Since fiscal year 2001, pension obligations relating to employees covered by collective wage
agreements have been linked to a pension fund model.
    Provisions for jubilee payments are discounted at 5.5% per annum, reflecting tax
recognition and measurement provisions.
    Provisions for obligations under partial retirement arrangements are discounted to the
present value at a real discount rate of 3.2%.
    Provisions for warranty obligations are recognized on the basis of the historical or estimated
probability of claims affecting vehicles delivered.
    Currency forwards are measured by comparing the agreed rate with the forward rate for the
same maturity at the balance sheet date. A provision is recognized for any resulting unrealized
loss. Any positive gains (remeasurement gains) are not recognized. Gains and losses are not
offset. Measurement gains or losses are discounted to the present value.
    Liabilities are carried at their redemption or settlement amount.
==*==
Continue the accounting policies text on provisions and liabilities, starting after its final sentence.
==*==
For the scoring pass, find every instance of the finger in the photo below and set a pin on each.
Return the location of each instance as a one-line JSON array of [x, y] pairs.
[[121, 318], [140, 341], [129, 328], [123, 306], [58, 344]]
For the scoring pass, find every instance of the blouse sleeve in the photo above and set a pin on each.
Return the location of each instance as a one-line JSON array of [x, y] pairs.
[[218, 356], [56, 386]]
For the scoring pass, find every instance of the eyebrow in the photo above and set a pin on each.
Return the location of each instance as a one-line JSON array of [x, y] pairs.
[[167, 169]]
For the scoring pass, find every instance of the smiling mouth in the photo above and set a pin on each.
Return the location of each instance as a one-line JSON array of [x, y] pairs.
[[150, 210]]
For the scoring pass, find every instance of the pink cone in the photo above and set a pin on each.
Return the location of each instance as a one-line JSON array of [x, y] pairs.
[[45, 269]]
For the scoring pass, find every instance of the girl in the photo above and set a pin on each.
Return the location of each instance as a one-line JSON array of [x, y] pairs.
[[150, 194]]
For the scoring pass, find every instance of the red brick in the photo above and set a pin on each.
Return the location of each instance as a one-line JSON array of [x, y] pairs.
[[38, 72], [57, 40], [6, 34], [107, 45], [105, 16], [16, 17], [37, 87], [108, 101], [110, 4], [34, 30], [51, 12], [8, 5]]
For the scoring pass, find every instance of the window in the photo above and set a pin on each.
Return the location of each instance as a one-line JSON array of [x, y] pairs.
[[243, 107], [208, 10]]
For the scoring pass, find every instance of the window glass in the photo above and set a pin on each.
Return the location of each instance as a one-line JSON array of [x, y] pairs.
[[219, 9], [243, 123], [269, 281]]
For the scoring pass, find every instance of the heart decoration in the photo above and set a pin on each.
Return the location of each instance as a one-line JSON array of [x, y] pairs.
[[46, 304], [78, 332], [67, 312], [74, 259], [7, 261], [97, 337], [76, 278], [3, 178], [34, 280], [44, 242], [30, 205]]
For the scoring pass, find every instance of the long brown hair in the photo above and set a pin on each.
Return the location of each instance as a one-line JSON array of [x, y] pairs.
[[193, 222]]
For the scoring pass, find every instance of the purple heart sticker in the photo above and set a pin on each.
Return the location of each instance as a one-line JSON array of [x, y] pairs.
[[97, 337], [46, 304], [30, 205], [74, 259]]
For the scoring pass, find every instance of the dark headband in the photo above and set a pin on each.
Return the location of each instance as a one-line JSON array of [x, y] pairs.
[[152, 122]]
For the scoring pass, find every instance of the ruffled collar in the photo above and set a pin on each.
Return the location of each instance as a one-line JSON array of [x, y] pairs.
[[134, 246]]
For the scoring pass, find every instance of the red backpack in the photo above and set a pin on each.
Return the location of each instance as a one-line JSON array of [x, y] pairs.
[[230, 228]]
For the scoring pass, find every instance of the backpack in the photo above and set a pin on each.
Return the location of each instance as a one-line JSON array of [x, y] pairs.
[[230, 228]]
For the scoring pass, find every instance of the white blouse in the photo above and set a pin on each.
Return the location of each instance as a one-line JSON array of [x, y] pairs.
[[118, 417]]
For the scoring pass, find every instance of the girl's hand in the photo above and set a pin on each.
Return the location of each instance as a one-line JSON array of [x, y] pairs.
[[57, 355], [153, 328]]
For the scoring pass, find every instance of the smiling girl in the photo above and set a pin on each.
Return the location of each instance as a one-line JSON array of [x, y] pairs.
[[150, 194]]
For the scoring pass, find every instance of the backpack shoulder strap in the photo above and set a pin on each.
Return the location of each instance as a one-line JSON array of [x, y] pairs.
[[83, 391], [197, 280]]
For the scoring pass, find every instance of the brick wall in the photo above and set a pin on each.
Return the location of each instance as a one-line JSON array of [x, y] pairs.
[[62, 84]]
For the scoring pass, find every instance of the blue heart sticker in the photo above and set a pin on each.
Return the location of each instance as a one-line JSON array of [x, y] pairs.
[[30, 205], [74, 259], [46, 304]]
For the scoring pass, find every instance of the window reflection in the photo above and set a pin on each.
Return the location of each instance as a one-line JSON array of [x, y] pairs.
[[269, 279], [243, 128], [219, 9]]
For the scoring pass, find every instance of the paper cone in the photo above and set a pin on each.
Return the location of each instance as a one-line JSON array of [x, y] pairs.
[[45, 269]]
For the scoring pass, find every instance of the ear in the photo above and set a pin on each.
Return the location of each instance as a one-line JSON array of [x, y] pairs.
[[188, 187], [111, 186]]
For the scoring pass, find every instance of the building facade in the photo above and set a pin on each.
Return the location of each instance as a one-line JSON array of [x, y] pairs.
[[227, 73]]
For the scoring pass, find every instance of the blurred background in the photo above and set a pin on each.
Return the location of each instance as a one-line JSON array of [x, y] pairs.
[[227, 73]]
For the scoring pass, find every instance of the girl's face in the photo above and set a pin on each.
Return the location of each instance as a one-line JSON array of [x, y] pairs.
==*==
• **Output below**
    Liabilities denominated in foreign currencies are translated at the exchange rate prevailing
at the date of initial recognition. A higher exchange rate at the balance sheet date results in the
remeasurement of the receivable at a higher carrying amount, with the difference recognized in
the income statement. Lower exchange rates at the balance sheet date (remeasurement gains)
are not recognized.
    The amount of contingent liabilities disclosed corresponds to the liable amount.
    In the income statement, the allocation of expenses to the cost of sales, selling and general
and administrative functions is based on cost accounting principles.
    Cost of sales contains all expenses relating to the purchase of materials and the production
function, the costs of merchandise, the cost of research and development, and warranties and
product liability expenses.
    Selling expenses include personnel and non-personnel operating costs of our sales and
marketing activities, as well as shipping, advertising, sales promotion, market research and
customer service costs.
    General and administrative expenses include personnel and non-personnel operating costs
of the administrative functions.
    Other taxes are allocated to the consuming functions.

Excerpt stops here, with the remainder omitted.